**TO DO**
Copy every line of the entries that has the string "pair" in it.

(Stored data entries)
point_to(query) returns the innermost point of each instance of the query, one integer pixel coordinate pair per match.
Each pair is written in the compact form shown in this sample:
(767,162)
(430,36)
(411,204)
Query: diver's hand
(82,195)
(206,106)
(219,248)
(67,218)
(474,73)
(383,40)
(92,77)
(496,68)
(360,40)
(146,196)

**EXPECTED ANSWER**
point_to(query) returns the innermost point of each instance of the query, one integer pixel coordinate pair per match.
Each pair is written in the compact form shown in this sample:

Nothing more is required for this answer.